= Exercise =
Extract every line of the listing below that contains the word "metal". Treat uppercase and lowercase as different.

(Items from a data source)
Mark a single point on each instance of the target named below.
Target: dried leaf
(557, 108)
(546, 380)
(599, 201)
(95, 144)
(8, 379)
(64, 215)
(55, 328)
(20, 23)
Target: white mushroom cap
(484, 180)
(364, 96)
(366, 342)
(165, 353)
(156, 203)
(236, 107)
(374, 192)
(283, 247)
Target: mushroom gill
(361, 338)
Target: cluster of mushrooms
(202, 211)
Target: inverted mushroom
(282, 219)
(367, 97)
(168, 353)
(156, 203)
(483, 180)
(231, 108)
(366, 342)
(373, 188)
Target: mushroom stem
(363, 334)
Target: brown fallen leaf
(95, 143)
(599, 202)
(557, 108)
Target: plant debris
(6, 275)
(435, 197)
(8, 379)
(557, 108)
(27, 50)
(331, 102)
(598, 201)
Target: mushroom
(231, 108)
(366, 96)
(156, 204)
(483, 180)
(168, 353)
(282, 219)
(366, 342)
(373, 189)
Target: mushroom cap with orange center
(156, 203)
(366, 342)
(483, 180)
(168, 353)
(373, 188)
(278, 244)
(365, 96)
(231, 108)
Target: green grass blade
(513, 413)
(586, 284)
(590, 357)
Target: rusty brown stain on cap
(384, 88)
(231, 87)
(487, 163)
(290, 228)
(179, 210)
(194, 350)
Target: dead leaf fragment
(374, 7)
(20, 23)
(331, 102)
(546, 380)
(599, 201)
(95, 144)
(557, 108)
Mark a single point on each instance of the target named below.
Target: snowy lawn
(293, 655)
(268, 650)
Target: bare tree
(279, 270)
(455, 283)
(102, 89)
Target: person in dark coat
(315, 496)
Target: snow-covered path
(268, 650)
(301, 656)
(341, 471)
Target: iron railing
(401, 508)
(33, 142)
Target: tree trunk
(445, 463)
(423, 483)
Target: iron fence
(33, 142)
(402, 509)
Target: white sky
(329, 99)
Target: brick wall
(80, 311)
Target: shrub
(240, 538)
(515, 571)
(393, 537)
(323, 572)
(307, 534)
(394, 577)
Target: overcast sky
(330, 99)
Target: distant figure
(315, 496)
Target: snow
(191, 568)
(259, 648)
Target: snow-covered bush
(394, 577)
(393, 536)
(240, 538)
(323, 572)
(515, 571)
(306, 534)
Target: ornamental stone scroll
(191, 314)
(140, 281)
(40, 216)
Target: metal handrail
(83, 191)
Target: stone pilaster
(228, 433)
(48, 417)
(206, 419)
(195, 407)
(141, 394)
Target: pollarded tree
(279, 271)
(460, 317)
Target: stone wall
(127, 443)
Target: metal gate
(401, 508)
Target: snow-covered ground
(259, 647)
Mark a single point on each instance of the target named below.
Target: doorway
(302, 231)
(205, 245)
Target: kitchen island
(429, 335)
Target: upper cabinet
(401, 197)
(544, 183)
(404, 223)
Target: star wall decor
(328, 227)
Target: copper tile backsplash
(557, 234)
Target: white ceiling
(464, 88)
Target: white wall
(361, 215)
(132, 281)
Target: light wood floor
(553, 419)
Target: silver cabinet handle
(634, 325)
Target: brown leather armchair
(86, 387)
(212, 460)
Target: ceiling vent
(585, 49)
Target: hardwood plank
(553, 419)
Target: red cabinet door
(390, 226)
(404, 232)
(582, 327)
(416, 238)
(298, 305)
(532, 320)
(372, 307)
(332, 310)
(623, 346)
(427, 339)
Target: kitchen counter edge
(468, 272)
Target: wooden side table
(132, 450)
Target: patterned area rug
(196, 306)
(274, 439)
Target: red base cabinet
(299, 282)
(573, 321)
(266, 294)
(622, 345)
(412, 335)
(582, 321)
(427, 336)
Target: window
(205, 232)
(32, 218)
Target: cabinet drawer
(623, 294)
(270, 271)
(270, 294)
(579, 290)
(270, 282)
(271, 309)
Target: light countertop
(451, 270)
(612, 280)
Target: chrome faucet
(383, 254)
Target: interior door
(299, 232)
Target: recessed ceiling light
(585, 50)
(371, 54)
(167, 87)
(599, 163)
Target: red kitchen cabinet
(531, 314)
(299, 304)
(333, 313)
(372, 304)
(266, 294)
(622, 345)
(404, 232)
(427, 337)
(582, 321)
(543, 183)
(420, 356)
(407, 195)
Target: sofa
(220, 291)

* * *

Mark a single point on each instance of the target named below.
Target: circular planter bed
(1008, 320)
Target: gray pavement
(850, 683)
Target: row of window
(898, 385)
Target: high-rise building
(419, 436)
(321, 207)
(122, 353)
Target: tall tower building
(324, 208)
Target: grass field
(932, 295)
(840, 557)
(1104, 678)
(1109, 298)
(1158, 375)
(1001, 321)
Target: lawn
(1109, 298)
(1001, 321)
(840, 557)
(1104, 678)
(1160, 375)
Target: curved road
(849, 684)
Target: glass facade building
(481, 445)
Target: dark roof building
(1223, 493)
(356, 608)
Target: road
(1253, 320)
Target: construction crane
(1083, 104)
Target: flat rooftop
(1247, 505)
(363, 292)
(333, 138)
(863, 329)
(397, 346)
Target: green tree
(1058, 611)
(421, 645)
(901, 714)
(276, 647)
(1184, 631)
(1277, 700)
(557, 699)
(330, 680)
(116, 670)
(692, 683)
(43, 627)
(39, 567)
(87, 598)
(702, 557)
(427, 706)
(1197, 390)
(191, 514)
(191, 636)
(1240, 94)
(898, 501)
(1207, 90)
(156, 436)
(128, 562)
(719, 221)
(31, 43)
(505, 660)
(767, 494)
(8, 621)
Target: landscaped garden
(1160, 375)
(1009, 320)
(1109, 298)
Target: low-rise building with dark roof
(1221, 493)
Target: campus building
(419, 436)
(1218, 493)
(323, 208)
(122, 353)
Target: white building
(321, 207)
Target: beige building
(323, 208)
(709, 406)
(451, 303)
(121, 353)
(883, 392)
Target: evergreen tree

= Response =
Target: metal handrail
Target: metal gate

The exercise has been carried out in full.